# Brief
Return each line in the listing below that contains the string "microphone", copying every such line in full.

# Provided material

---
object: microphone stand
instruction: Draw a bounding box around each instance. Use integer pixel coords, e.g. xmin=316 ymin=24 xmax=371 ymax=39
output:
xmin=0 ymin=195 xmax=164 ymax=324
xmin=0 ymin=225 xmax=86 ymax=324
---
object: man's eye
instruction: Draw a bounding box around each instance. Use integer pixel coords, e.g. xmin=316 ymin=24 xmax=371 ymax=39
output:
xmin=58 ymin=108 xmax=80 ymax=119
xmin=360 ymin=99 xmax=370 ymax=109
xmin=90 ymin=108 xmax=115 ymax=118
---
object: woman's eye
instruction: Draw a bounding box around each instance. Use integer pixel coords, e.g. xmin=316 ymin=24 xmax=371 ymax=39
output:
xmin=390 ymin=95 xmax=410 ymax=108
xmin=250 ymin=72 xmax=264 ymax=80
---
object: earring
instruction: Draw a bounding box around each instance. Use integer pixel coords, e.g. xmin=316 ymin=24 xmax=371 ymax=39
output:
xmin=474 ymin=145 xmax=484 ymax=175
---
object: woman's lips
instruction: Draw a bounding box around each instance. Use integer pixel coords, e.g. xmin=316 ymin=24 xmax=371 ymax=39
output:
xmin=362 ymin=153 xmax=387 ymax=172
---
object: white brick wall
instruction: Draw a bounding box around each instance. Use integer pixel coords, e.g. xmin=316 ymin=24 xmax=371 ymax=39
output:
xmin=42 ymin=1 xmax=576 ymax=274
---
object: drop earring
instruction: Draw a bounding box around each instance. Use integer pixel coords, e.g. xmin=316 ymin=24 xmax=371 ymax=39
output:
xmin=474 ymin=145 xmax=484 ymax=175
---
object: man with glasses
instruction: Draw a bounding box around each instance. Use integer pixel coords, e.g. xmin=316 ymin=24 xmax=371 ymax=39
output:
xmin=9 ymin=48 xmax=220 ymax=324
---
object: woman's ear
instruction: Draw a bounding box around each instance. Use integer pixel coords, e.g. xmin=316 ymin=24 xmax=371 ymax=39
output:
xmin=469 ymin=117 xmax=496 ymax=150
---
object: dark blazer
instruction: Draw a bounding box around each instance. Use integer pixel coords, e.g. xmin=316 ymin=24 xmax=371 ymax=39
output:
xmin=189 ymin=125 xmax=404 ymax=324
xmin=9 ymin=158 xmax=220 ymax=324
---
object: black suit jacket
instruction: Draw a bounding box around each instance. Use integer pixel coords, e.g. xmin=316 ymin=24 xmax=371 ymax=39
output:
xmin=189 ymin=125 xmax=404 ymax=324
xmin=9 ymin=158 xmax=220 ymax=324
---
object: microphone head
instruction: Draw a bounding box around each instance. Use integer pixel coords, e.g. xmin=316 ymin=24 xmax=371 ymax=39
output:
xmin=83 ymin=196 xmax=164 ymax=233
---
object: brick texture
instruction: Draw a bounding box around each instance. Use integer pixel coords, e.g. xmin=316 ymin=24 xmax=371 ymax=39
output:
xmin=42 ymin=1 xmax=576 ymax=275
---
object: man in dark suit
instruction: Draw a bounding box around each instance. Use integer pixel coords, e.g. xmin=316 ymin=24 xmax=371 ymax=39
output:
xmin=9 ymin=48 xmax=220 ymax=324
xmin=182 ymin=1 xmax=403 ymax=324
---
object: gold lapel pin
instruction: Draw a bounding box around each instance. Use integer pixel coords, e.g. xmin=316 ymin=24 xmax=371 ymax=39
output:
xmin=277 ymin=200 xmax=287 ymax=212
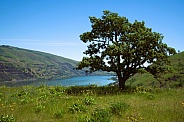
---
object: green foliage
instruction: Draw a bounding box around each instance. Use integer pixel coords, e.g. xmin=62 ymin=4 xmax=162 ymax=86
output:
xmin=91 ymin=108 xmax=112 ymax=122
xmin=34 ymin=103 xmax=45 ymax=113
xmin=69 ymin=103 xmax=87 ymax=114
xmin=83 ymin=96 xmax=95 ymax=105
xmin=110 ymin=102 xmax=130 ymax=116
xmin=53 ymin=110 xmax=64 ymax=119
xmin=77 ymin=11 xmax=176 ymax=89
xmin=0 ymin=86 xmax=184 ymax=122
xmin=0 ymin=114 xmax=16 ymax=122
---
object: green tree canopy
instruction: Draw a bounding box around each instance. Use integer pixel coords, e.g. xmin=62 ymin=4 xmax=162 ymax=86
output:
xmin=77 ymin=11 xmax=175 ymax=89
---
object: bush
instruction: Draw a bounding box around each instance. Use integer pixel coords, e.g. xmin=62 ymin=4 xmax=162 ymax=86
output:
xmin=110 ymin=102 xmax=129 ymax=115
xmin=83 ymin=97 xmax=95 ymax=105
xmin=0 ymin=114 xmax=16 ymax=122
xmin=91 ymin=108 xmax=112 ymax=122
xmin=53 ymin=110 xmax=64 ymax=118
xmin=69 ymin=103 xmax=87 ymax=113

# Task output
object: microphone stand
object: microphone head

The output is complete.